• [EXPLORE THE MATERIAL]:
A. Reproduce the Highwaymen article from "The 45-year old" down to "Detroit Police Department.".
B. According to the Highwaymen article, where did Juan Butler's body wash ashore?
C. Say whether each statement agrees with the Highwaymen article. Answer yes or no and quote the deciding words. (i) Butler's homicide was part of the 2010 drugs and racketeering case. (ii) Anthony (Mad Anthony) Clark was once the club's national president. (iii) The Highwaymen MC was founded in the 1960s.

Start of PASSAGE

Running On Empty? Troubles At Highwaymen MC HQ In Detroit Nothing New, Clubhouse Went Ablaze In ’99 After Alleged Execution

December 25, 2021 — The original Highwaymen Motorcycle club headquarters on Michigan Avenue in Detroit burned to the ground in the early spring of 1999 in what the DEA and FBI believes was an arson to cover up a murder that occurred on the premises. On March 5, 1999, Highwaymen prospect Juan (Runaway) Butler was stabbed and beaten to death. His body washed ashore on the banks of the Detroit River in April. Nobody has ever been charged in his homicide.

The Highwaymen “Mother Ship” clubhouse went ablaze on March 6, less than 24 hours after Butler’s slaying, per federal documents detailing club activity. Butler had been stabbed close to 40 times and experienced massive blunt-force trauma to the head. According to one former high-ranking Highwaymen member, Butler was killed inside the clubhouse.

Today, a new nerve center of operations for the biker gang is in jeopardy of being shuttered. The club’s three-building compound on Michigan Avenue, not far from where the original clubhouse stood, in the subject of eviction proceedings in Wayne County Circuit Court. One of the buildings that comprise the Highwaymen’s Mother Ship doesn’t belong to the gang. It belongs to land developer Milton Hall and he’s been attempting to kick the Highwaymen off his property for the past five years. The Highwaymen’s attorney says it’s merely a case of errors on the respective deeds.

During his debriefing by the feds, former Highwaymen MC vice president Danny (Rocket) Sanchez, told the government that Highwaymen bosses Leonard (Big Daddy) Moore and Anthony (Mad Anthony) Clark were responsible for Runaway Butler’s murder. Sanchez was the star witnesses at Moore, Clark and several other Highwaymen leaders’ trial for drugs and racketeering in 2010. Butler’s homicide wasn’t included in the case. Moore, 73, and Clark, 63, were both found guilty of racketeering.

Butler’s mother disrupted Sanchez’s testimony at the trial, rising from the back of the courtroom, pointing at him and screaming “They killed my son, that man killed my son.” Butler was said to have stolen from the club.

The 45-year old Sanchez is living in an undisclosed location in another part of the country under an assumed identity in the Witness Protection Program. Big Daddy Moore, the club’s Godfather, was released from prison last year amid the pandemic and is serving the remainder of his racketeering conviction on home confinement. Mad Anthony Clark hails from the Highwaymen’s Westside chapter and was once the club’s national president. He got out of prison in 2017. The Butler murder case remains an open investigation with the FBI and the Detroit Police Department.

Juan Butler grew up in Southwest Detroit, a mostly-Hispanic community in the shadow of the Ambassador Bridge, separating the United States and Canada. The Highwaymen MC was founded on the city’s Southwest side in the 1950s and has always had a presence in the neighborhood.

As a 14-year old boy, Butler was arrested for throwing a firebomb into a neighborhood storefront as an induction ritual for a local notorious drug gang known as the Cash Flow Posse and sent to a juvenile detention facility in Saline, Michigan, a half-hour’s drive west of Detroit. Sprung from the Saline facility in the summer of 1998, Butler began gravitating towards the Latin Counts, another well known Southwest Detroit crime syndicate, per police records.

The Highwaymen and the Latin Counts have had ties since the late 1980s when the Latin Counts came to Motown from Chicago. The Cash Flow Posse was created to oppose the growing influence of the Latin Counts in the area.

Rocket Sanchez flipped in 2007 after he was indicted. He admitted to luring Butler to his slaughter, helping murder him and dispose of his body and then torch the Highwaymen’s former clubhouse.

The Highwaymen MC is the state of Michigan’s oldest and largest biker gang, started in Detroit in 1954 by Elburn (Big Max) Burns. The club also has chapters in Indiana, Florida, Kentucky, Tennessee, Alabama, New York and New Jersey. There are eight chapters in Michigan alone. Big Max Burns died of natural causes in 1980.

End of PASSAGE
Start of EXCERPTED DATA

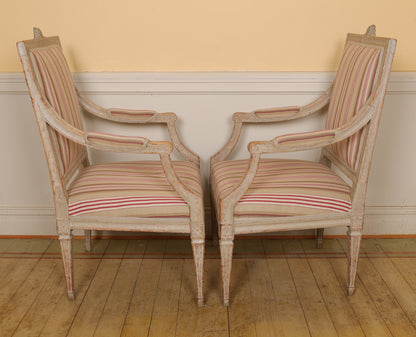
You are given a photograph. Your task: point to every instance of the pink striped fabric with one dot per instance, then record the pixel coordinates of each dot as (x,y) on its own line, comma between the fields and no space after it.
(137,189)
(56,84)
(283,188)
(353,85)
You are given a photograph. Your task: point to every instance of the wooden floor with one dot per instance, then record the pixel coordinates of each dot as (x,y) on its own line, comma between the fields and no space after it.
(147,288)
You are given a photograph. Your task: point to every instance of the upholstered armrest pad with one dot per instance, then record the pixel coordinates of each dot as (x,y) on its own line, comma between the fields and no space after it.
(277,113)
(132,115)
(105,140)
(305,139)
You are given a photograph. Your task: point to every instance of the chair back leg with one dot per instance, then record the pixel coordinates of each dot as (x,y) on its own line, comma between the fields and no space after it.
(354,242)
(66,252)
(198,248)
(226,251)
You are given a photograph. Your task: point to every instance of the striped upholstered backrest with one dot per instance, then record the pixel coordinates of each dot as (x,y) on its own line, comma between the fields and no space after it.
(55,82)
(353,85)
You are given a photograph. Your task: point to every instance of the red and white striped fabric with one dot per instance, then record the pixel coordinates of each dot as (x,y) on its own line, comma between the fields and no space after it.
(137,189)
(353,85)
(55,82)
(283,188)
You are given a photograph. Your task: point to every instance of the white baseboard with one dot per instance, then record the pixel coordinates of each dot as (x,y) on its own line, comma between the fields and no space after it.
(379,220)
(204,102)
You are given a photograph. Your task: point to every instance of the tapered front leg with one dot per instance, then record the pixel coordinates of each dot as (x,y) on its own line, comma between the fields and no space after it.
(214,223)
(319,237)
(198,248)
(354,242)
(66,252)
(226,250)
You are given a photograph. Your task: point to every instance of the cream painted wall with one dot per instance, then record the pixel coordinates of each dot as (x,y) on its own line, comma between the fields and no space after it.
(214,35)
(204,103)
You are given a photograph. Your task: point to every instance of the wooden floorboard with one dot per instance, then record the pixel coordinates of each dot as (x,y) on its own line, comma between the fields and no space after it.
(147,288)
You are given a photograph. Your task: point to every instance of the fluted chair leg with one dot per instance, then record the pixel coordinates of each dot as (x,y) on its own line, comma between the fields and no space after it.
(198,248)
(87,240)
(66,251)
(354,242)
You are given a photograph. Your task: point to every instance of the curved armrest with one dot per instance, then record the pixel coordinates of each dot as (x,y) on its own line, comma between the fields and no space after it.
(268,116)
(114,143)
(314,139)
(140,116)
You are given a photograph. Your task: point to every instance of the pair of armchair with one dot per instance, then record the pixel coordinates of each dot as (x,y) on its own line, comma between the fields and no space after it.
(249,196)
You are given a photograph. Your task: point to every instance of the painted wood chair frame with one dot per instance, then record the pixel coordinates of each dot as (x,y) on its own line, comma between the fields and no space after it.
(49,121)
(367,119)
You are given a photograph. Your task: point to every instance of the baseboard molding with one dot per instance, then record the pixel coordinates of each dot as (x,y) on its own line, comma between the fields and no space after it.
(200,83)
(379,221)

End of EXCERPTED DATA
Start of EXCERPTED DATA

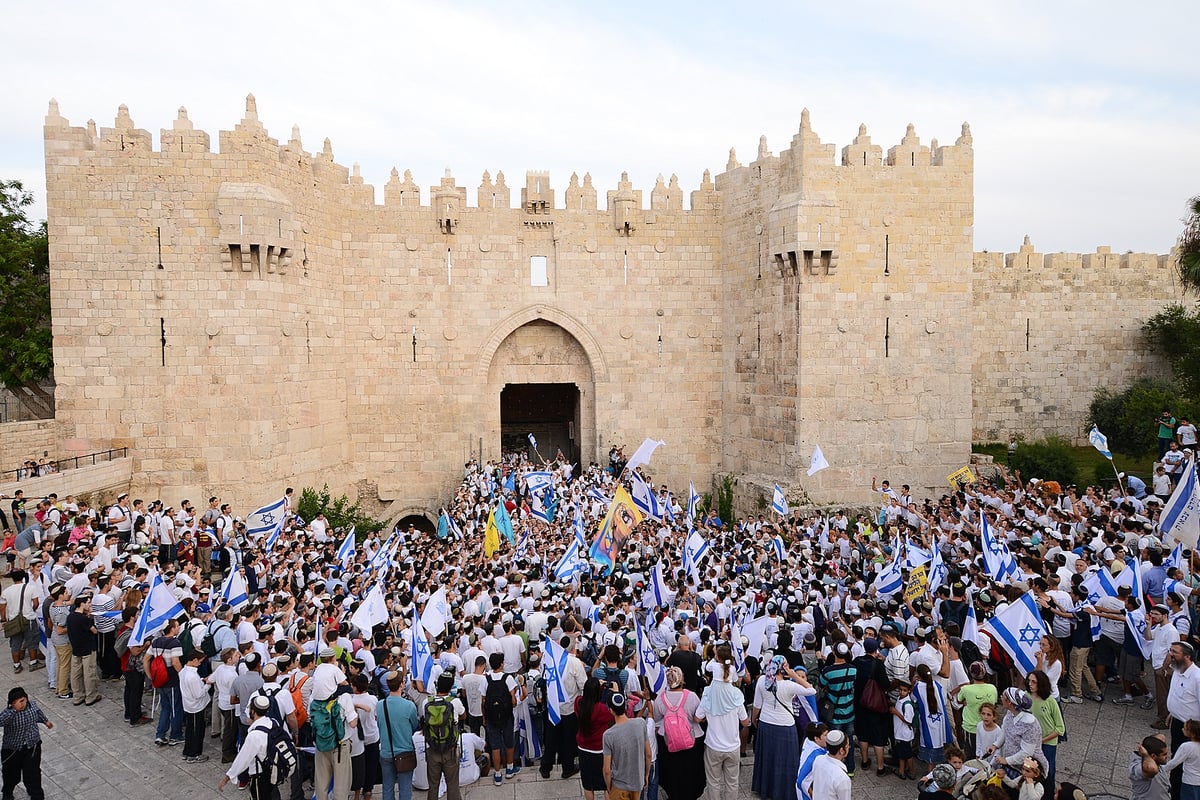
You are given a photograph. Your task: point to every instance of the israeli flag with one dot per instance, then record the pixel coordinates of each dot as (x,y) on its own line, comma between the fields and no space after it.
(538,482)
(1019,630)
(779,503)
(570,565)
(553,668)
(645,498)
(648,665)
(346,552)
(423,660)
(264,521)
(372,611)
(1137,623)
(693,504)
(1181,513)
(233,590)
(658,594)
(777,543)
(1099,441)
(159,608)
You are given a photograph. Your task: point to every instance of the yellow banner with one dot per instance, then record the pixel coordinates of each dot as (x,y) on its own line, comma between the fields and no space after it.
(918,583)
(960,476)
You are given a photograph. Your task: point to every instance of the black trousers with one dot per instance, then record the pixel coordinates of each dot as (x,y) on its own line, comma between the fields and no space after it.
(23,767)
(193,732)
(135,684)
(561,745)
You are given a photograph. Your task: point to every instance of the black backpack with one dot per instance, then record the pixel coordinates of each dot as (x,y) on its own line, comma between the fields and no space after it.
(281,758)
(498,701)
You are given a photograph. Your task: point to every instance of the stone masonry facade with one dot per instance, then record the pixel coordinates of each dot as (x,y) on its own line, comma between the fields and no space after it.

End of EXCERPTED DATA

• [ANSWER SECTION]:
A.
The 45-year old Sanchez is living in an undisclosed location in another part of the country under an assumed identity in the Witness Protection Program. Big Daddy Moore, the club’s Godfather, was released from prison last year amid the pandemic and is serving the remainder of his racketeering conviction on home confinement. Mad Anthony Clark hails from the Highwaymen’s Westside chapter and was once the club’s national president. He got out of prison in 2017. The Butler murder case remains an open investigation with the FBI and the Detroit Police Department.

B. On the banks of the Detroit River, in April.

C.
(i) No: "Butler’s homicide wasn’t included in the case."
(ii) Yes: "was once the club’s national president."
(iii) No: "The Highwaymen MC was founded on the city’s Southwest side in the 1950s."